___ EXCERPTED PASSAGE ___
On the occasion of Martin Luther King’s birthday
The speech that Americans don’t want to hear
Most Americans remember Martin Luther King Jr. for his dream of what this country could be — a nation where his children would “not be judged by the color of their skin but by the content of their character.” While those words from 1963 are necessary, his speech “Beyond Vietnam,” from 1967, is actually the more insightful one.
It is also a much more dangerous and disturbing speech, which is why far fewer Americans have heard of it. And yet it is the speech that we needed to hear then, and need to hear today.
In 1963, many in the U.S. had only just begun to be aware of events in Vietnam. By 1967, the war was near its peak, with about 500,000 American soldiers in Vietnam. The U.S. would drop more explosives on Vietnam, Laos and Cambodia than it did on all of Europe during World War II, and the news brought vivid images depicting the carnage inflicted on Southeast Asian civilians, hundreds of thousands of whom would die. It was in this context that King called the U.S. “the greatest purveyor of violence in the world today.”
Many of King’s civil rights allies discouraged him from going public with his antiwar views, believing that he should prioritize the somewhat less controversial domestic concerns of African Americans and the poor. But for King, standing against racial and economic inequality also demanded recognition that those problems were inseparable from the military-industrial complex and capitalism itself. King saw “the war as an enemy of the poor,” as young black men were sent to “guarantee liberties in Southeast Asia which they had not found in southwest Georgia and East Harlem.”
What King understood was that the war was destroying not only the assumed, mythological character of the U.S. but also the character of its soldiers. Ironically, it also managed to create a kind of American racial equality in Vietnam, as black and white soldiers stood “in brutal solidarity” against the Vietnamese. But if they were fighting what King saw as an unjust war, then they, too, were perpetrators of injustice, even if they were victims of it at home. For American civilians, the uncomfortable reality was that the immorality of an unjust war corrupted the entire country. “If America’s soul becomes totally poisoned,” King said, “part of the autopsy must read Vietnam.”
___ PROVIDED RECORDS ___
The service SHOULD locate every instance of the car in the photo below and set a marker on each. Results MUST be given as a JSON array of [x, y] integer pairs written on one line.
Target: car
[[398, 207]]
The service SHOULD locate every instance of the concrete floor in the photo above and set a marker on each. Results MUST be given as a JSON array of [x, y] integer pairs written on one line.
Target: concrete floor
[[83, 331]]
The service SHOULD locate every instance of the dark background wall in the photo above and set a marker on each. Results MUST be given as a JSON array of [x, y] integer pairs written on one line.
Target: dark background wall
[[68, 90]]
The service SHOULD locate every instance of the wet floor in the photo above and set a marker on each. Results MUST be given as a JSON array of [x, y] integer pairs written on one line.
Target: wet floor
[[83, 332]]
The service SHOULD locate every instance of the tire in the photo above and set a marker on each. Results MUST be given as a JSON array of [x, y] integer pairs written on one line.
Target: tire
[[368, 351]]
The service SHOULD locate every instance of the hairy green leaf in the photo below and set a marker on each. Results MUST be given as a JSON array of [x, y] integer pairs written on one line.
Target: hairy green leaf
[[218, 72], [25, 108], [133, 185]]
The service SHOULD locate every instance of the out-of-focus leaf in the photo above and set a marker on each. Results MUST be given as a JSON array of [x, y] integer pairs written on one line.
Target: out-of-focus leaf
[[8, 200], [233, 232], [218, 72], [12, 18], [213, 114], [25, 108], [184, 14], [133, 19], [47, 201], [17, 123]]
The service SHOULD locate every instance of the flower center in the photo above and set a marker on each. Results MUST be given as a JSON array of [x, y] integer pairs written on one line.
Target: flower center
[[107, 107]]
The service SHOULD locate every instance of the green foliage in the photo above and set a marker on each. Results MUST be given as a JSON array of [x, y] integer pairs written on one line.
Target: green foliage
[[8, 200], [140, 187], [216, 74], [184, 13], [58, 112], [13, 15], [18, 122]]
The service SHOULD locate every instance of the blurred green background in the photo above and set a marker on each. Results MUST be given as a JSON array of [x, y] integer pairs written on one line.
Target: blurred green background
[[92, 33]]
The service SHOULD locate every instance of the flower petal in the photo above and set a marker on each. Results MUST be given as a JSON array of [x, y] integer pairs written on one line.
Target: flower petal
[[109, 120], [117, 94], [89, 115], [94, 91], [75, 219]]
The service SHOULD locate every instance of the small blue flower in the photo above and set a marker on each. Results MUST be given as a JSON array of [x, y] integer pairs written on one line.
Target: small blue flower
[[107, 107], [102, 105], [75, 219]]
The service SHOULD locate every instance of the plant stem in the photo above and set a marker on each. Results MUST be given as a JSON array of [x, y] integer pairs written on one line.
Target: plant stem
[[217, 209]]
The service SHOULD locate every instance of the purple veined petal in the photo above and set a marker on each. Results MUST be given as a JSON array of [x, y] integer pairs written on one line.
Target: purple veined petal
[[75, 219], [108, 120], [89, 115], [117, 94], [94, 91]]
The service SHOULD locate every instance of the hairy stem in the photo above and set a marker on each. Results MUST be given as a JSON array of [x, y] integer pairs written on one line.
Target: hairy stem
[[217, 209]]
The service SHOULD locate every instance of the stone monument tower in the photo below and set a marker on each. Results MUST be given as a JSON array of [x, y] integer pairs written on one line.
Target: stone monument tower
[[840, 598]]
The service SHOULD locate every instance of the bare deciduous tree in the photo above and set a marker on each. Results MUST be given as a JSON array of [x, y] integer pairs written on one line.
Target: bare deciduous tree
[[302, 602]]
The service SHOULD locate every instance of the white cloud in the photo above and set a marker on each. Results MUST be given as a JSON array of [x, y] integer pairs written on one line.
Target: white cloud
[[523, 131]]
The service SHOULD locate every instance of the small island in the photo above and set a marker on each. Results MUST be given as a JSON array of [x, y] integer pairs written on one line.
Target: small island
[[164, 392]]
___
EXERCISE TASKS:
(1) According to the essay on King's "Beyond Vietnam" speech, about how many American soldiers were in Vietnam by 1967?
(2) List the countries that the essay on King's "Beyond Vietnam" speech says the U.S. bombed with more explosives than it dropped on all of Europe during World War II.
(3) Write the next part of the essay on King's "Beyond Vietnam" speech, picking up after its last sentence.

YOUR RESPONSES:
(1) About 500,000.

(2) Vietnam, Laos, Cambodia

(3)
In his speech, which he delivered exactly one year to the day before he was assassinated, King foresaw how the war implied something larger about the nation. It was, he said, “but a symptom of a far deeper malady within the American spirit, and if we ignore this sobering reality … we will find ourselves organizing ‘clergy and laymen concerned’ committees for the next generation … unless there is a significant and profound change in American life.”
King’s prophecy connects the war in Vietnam with Americ’s forever wars today, spread across multiple countries and continents, waged without end from global military bases numbering around 800. Some of the strategy for the country’s forever war comes directly from lessons that the American military learned in Vietnam: drone strikes instead of mass bombing; volunteer soldiers instead of draftees; censorship of gruesome images from the battlefronts; and encouraging the reverence of soldiers.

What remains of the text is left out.